TASK A —
From the passage on the Anfal campaign, repeat everything from "Gender-aspects of the" down to "1995, pp. 14)", keeping every word and mark unchanged.
——
Before the Anfal campaign was over, at least 50,000 rural Kurds had died, but finding an exact number has proven difficult. Some sources claim significantly higher numbers, such as 100,000 or more, based on other estimates, findings and witness reports.

Journalist Jonathan C. Randal writes about a death toll of 60,000 to 110,000 for a time period running from shortly befall the first stage of the Anfal and ending shortly after the last stage of the campaign. “On the basis of extensive interviews in Kurdistan and perusal of extant Iraqi documents, Shoresh Resoul, a meticulous Kurdish researcher (…) conservatively estimated that ‘between 60,000 and 110,000’ died during Majid’s Kurdish mandate.” (Source: Jonathan C. Randal, “After Such Knowledge, What Forgiveness? My Encounters With Kurdistan”, 1998, p. 230.)

Kenneth Roth, director of Human Rights Watch, has referred to the “100,000 Kurdish men and boys machine-gunned to death during the 1988 Anfal genocide“, which indicates that the Anfal deaths of other members of the Kurdish community is to be put on top of the 100k to reach an accurate total death toll. (Source: Kenneth Roth, “Show Trials Are Not the Solution to Saddam’s Heinous Reign”, The Globe and Mail, 18 July 2003.)

General sources and recommended further reading:

The Anfal campaign

attack on kurdsIn March 1987 Saddam Hussein´s cousin Ali Hassan al-Majid, already well known for his brutality, was appointed secretary-general of Ba´ath Party´s northern division, a move that placed al-Majid in charge of the region that included Iraqi Kurdistan. Under his time in power, control of the anti-insurgent work in the region passed from the army to the Ba´ath Party.

Within months of al-Majid´s appointment, the “final solution to the Kurdish problem” was set in motion. It was to be known as al-Anfal, which means “the spoils” and is a reference to a section in the Qur´an.

The Anfal campaign had a total of eight stages, and seven of them targeted areas controlled by PUK. While the campaign had access to approximately 200,000 soldiers from the Iraqi army, the Kurdish guerilla forces were comprised of just a few thousand people.

Gender-aspects of the Anfal campaign

In June 1987, directive SF/4008 was issued under al-Majid´s signature, and Clause 5 of the directive designated certain prohibited zones. As the directive came into force, al-Majid ordered that all persons captured in villages within the prohibited zones would be detained and interrogated by security services, and those between the ages 15-70 should be executed after interrogation.

Even though the order did not explicitly say so, males – not women – seems to have been the intended targets for execution.

As Human Rights Watch write in their report. “Under the terms of al-Majid’s June 1987 directives, death was the automatic penalty for any male of an age to bear arms who was found in an Anfal area.” (Source: Human Rights Watch, “Iraq’s Crime of Genocide: The Anfal Campaign against the Kurds”, Yale University Press, 1995, pp. 14)
——
TASK B —
Reproduce the rows word for word, everything from the line that contains "the snowy clearing" down to the line that contains "[[796, 240]]", with both of those lines included.
——
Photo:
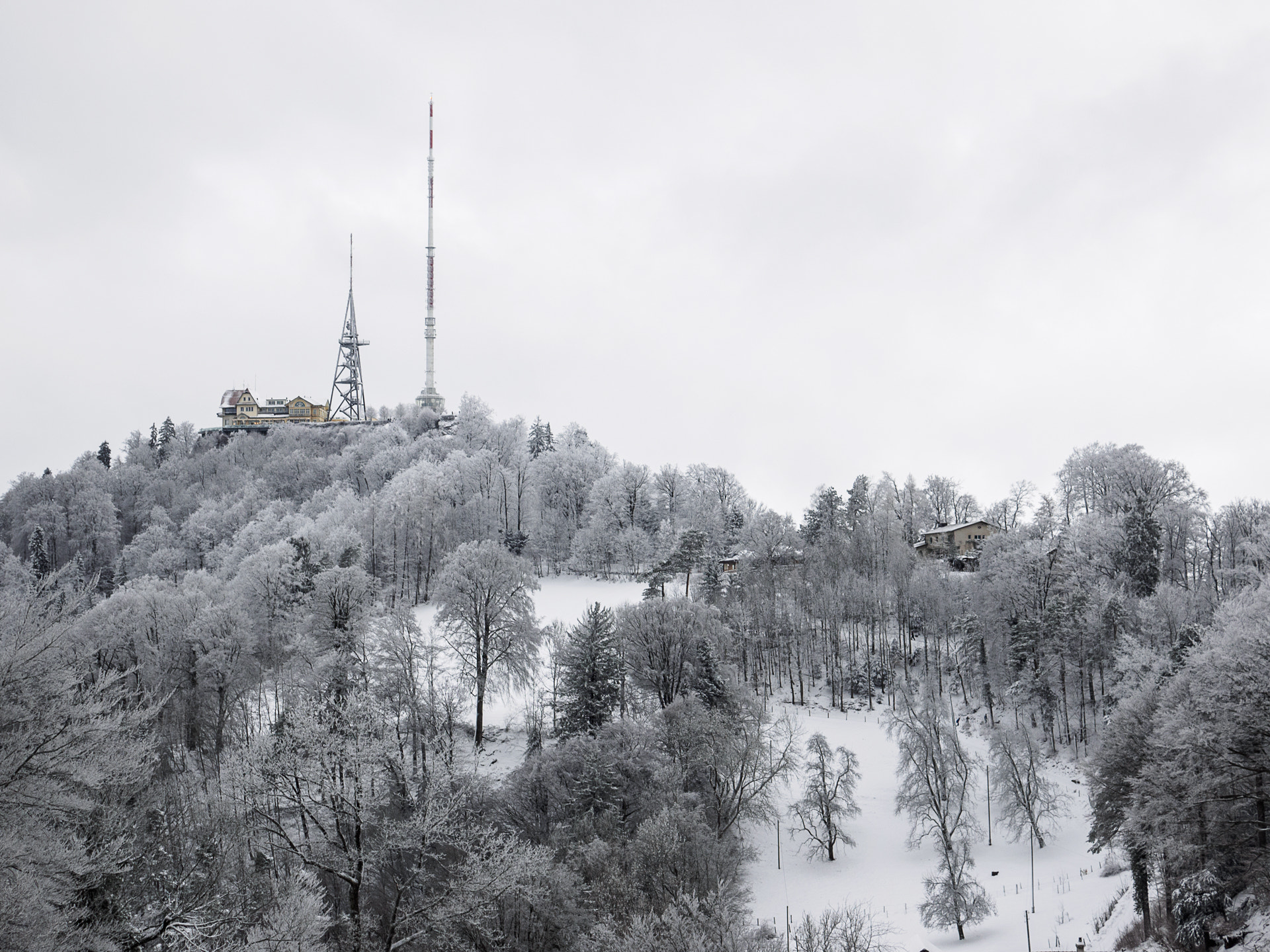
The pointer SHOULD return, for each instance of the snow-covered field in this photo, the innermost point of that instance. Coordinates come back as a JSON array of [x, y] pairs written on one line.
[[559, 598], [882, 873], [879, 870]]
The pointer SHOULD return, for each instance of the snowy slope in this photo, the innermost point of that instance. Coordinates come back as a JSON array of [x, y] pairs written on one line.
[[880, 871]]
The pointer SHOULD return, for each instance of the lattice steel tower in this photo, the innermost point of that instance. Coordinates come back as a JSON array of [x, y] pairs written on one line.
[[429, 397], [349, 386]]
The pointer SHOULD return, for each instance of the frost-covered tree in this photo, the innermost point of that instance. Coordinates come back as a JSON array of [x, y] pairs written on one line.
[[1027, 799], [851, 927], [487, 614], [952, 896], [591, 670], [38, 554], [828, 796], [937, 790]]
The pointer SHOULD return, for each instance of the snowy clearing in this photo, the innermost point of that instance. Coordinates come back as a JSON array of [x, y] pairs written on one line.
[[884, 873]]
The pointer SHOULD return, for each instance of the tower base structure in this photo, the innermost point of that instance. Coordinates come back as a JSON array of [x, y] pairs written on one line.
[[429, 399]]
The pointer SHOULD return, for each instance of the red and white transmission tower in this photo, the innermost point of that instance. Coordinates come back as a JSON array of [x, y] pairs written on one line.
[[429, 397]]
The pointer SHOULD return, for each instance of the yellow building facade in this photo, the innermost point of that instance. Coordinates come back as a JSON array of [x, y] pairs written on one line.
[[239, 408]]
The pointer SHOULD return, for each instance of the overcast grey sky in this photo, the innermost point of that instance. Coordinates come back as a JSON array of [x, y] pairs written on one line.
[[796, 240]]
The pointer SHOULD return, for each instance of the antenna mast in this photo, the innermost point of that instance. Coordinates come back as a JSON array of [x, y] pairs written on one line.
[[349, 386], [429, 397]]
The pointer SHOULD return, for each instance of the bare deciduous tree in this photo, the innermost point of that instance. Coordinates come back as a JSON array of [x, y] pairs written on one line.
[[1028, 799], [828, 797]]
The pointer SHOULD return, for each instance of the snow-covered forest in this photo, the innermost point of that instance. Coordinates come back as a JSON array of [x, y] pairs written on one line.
——
WRITTEN ANSWER A —
Gender-aspects of the Anfal campaign

In June 1987, directive SF/4008 was issued under al-Majid´s signature, and Clause 5 of the directive designated certain prohibited zones. As the directive came into force, al-Majid ordered that all persons captured in villages within the prohibited zones would be detained and interrogated by security services, and those between the ages 15-70 should be executed after interrogation.

Even though the order did not explicitly say so, males – not women – seems to have been the intended targets for execution.

As Human Rights Watch write in their report. “Under the terms of al-Majid’s June 1987 directives, death was the automatic penalty for any male of an age to bear arms who was found in an Anfal area.” (Source: Human Rights Watch, “Iraq’s Crime of Genocide: The Anfal Campaign against the Kurds”, Yale University Press, 1995, pp. 14)

WRITTEN ANSWER B —
The pointer SHOULD return, for each instance of the snowy clearing in this photo, the innermost point of that instance. Coordinates come back as a JSON array of [x, y] pairs written on one line.
[[884, 873]]
The pointer SHOULD return, for each instance of the tower base structure in this photo, the innermost point of that instance. Coordinates come back as a JSON array of [x, y] pairs written on one line.
[[429, 399]]
The pointer SHOULD return, for each instance of the red and white transmission tower in this photo, the innermost point of that instance. Coordinates come back as a JSON array of [x, y] pairs written on one line.
[[429, 397]]
The pointer SHOULD return, for each instance of the yellow building facade in this photo, the innermost point of that instance. Coordinates come back as a JSON array of [x, y] pairs written on one line.
[[239, 408]]
The pointer SHOULD return, for each instance of the overcast grey sky in this photo, the innermost point of that instance. Coordinates come back as a JSON array of [x, y] pairs written on one line.
[[796, 240]]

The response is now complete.